* PASSAGE CITÉ
________
Verre à moitié plein
Les taux d'intérêt resteront très bas pendant très longtemps. Les taux courts sont directement contrôlés par les banques centrales qui ont déjà fait savoir qu'elles les maintiendraient à des niveaux historiquement bas. Les taux longs sont théoriquement déterminés par le marché mais en pratique de plus en plus influencés par les actions des autorités monétaires. Le niveau d'endettement élevé dans la plupart des pays industrialisés fait de toute façon que l'activité économique est devenue dépendante de taux bas, de sorte qu'une remontée des taux ne serait que temporaire.
Des taux bas justifient des multiples de valorisation plus élevés, toutes autres choses étant égales par ailleurs. Les multiples ont beaucoup augmenté sur les 2 dernières années mais ne sont pas à des niveaux absurdes. Malgré l'apparition d'excès spéculatifs dans certains domaines, de nombreux investisseurs restent marqués par les 2 grandes phases baissières des années 2000 et réticents à l'égard des actions.
________
* DONNÉES AFFICHÉES

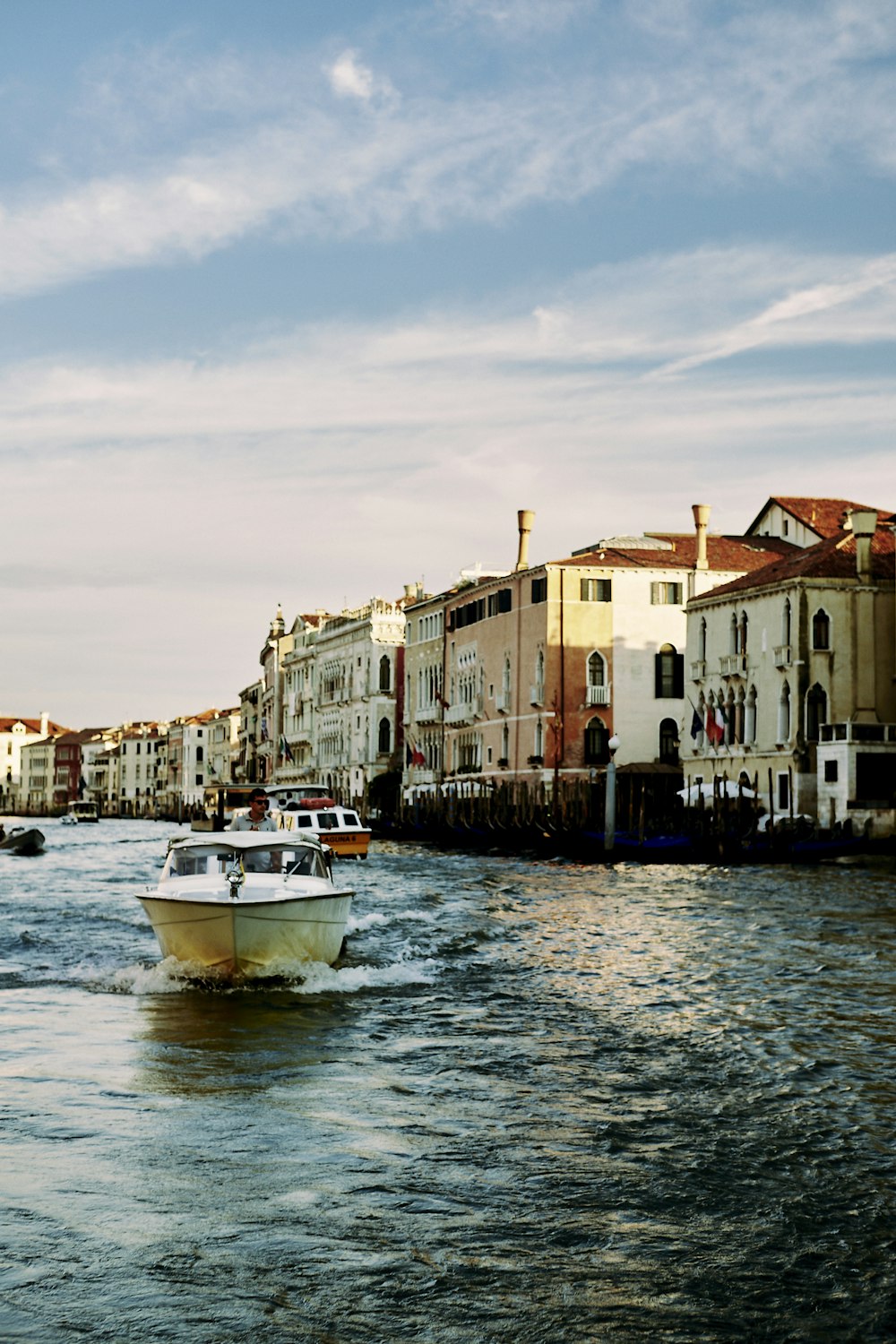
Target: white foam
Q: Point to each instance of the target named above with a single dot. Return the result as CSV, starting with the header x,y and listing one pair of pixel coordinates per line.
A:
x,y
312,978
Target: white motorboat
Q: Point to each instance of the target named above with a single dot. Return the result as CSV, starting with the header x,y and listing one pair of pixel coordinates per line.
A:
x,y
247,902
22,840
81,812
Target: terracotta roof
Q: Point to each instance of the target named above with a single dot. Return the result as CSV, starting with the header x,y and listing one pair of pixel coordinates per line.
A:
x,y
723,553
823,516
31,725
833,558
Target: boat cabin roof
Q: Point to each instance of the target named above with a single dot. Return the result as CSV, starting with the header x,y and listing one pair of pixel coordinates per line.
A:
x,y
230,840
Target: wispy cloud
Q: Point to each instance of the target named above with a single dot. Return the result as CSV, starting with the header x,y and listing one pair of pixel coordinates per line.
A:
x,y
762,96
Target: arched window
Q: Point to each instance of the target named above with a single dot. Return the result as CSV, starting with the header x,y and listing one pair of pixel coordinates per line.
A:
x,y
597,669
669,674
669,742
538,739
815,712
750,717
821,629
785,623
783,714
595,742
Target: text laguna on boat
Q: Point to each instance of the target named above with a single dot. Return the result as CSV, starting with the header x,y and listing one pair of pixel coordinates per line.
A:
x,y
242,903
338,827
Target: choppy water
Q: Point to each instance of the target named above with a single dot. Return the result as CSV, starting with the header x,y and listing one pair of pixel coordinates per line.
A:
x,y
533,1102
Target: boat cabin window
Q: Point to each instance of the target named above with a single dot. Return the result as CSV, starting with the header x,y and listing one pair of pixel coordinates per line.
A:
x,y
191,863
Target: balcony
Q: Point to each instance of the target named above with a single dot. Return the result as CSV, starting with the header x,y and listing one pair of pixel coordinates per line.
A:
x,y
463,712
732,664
________
* CONSIGNE
Indiquez qui contrôle directement les taux courts selon le passage cité.

* RÉPONSE
Les banques centrales contrôlent directement les taux courts.